(Data records)

****************************************

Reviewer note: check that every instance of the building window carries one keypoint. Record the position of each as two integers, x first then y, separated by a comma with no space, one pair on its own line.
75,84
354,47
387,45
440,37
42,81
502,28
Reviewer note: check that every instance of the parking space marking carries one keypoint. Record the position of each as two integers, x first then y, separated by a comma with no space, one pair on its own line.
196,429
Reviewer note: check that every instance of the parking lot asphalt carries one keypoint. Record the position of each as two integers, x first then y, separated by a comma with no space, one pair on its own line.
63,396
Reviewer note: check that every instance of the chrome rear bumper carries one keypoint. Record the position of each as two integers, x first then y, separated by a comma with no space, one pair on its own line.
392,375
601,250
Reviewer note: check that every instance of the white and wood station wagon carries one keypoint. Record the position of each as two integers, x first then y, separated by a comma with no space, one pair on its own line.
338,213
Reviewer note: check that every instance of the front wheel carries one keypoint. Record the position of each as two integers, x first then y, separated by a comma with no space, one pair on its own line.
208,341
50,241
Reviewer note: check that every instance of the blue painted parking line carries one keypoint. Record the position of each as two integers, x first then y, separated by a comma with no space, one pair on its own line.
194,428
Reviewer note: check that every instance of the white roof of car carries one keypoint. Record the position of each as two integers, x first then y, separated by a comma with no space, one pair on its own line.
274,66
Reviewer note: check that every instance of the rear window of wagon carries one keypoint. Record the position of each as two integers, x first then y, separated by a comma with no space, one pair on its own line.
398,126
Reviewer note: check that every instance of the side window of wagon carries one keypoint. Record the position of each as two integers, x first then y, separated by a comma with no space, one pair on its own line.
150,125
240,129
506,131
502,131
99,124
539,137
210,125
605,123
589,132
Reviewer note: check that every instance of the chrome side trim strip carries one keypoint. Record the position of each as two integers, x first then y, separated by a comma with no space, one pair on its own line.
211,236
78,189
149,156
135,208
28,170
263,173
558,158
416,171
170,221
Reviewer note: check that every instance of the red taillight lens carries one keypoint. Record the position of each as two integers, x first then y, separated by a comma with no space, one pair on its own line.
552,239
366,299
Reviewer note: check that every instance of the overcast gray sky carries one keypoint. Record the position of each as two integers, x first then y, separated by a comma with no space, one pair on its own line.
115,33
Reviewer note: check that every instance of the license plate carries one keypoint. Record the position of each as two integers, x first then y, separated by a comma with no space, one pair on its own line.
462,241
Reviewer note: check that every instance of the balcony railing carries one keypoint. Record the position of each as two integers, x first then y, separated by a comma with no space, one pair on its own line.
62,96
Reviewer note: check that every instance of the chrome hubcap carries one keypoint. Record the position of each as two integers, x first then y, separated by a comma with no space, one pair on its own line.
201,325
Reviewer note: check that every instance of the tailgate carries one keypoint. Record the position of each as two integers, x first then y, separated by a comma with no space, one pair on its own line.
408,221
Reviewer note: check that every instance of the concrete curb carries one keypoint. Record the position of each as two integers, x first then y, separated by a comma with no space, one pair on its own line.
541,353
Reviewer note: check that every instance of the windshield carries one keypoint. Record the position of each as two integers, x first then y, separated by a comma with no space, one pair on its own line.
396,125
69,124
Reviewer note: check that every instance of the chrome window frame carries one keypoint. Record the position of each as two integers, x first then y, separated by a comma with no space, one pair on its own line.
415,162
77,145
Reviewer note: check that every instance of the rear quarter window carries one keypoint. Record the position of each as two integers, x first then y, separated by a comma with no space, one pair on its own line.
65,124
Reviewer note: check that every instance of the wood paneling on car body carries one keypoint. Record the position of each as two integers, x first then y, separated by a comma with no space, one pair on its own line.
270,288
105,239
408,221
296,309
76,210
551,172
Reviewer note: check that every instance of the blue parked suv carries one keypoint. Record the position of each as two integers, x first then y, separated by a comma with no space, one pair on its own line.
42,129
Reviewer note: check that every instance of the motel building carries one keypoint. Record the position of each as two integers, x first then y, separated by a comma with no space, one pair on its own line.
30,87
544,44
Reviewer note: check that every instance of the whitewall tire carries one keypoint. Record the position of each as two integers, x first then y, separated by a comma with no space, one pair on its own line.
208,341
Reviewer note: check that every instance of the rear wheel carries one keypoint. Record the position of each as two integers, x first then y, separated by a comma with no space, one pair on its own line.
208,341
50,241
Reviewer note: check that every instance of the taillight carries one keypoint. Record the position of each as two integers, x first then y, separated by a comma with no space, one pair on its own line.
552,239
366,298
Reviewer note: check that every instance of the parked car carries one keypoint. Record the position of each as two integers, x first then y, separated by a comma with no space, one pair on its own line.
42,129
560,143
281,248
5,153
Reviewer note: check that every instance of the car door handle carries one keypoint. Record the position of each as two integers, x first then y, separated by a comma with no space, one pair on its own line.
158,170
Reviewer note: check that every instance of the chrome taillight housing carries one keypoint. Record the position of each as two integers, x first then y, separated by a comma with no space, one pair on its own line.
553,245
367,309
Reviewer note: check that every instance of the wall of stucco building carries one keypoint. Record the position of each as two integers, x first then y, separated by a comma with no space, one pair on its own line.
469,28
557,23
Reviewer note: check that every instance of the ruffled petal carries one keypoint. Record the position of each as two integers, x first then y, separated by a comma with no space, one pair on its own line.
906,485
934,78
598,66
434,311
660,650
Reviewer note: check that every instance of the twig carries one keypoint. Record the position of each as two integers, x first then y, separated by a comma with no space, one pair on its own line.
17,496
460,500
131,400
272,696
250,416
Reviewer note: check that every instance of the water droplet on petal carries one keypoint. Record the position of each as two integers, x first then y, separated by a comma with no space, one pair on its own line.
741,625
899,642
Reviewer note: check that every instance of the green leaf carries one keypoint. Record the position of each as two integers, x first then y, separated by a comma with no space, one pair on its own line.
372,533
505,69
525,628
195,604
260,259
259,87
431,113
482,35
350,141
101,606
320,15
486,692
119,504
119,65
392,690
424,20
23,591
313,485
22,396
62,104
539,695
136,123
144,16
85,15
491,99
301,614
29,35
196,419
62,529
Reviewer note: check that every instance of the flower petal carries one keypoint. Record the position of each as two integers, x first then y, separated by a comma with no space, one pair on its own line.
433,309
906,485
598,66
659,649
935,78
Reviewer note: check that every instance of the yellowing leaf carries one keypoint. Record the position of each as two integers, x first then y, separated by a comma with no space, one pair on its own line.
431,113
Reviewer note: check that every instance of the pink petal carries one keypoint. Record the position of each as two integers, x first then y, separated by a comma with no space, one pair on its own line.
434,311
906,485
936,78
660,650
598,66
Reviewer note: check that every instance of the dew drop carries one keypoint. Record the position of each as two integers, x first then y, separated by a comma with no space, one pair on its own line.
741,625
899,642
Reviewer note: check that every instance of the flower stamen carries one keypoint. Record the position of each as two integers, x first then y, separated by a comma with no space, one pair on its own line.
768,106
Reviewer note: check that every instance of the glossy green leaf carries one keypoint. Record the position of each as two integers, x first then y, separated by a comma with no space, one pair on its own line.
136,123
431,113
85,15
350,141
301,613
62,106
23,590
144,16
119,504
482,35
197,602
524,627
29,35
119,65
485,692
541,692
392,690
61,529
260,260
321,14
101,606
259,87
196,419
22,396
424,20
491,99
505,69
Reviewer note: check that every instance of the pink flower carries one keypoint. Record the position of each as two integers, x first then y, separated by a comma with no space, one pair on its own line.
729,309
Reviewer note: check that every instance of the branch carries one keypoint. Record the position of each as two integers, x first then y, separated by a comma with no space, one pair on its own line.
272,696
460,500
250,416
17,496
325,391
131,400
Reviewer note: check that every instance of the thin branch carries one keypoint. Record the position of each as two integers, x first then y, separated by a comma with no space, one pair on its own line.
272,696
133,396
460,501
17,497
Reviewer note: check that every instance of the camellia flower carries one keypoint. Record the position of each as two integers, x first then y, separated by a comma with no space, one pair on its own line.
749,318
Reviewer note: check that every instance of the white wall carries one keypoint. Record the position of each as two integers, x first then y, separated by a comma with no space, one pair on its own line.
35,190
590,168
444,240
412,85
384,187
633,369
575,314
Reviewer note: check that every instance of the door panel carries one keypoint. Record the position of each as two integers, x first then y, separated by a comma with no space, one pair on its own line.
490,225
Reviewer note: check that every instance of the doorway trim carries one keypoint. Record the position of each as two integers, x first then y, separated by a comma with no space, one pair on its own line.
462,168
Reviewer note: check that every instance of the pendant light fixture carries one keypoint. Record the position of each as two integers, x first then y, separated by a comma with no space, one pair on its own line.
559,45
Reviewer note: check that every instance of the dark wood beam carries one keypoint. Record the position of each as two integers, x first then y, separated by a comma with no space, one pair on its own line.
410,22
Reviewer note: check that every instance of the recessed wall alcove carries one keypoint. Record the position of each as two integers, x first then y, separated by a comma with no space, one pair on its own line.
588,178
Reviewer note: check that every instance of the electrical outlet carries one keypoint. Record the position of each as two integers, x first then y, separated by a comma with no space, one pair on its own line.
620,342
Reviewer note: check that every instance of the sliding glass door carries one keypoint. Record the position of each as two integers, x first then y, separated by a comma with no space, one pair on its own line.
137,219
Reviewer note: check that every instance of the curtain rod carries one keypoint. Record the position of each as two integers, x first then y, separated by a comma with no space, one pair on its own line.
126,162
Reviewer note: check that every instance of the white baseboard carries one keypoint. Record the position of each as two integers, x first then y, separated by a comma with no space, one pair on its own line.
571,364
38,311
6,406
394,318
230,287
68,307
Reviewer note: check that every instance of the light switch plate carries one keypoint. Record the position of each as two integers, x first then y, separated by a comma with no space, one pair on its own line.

****************************************

BRIEF:
Starting from the line containing "Reviewer note: check that every instance of the curtain" and ending with the final line of the data, reproduce each line exactly as it appears, including no other lines.

SOLVED PROBLEM:
Reviewer note: check that every instance of the curtain rod carries one keypoint. Record the position of each as two integers, x first then y, separated by a comma with no space, one pair on its own line.
126,162
Reviewer note: check that every instance of the white baseboard carries one keypoint. Record the position of each as two integers, x first then y, separated by a comma with no space, one pair on its own line.
571,364
38,311
6,406
394,318
230,287
68,307
Reviewer note: check that every instance of the light switch plate carries one keypoint. Record the position of each as two integers, x first then y, separated by a comma with no space, one pair on its own line.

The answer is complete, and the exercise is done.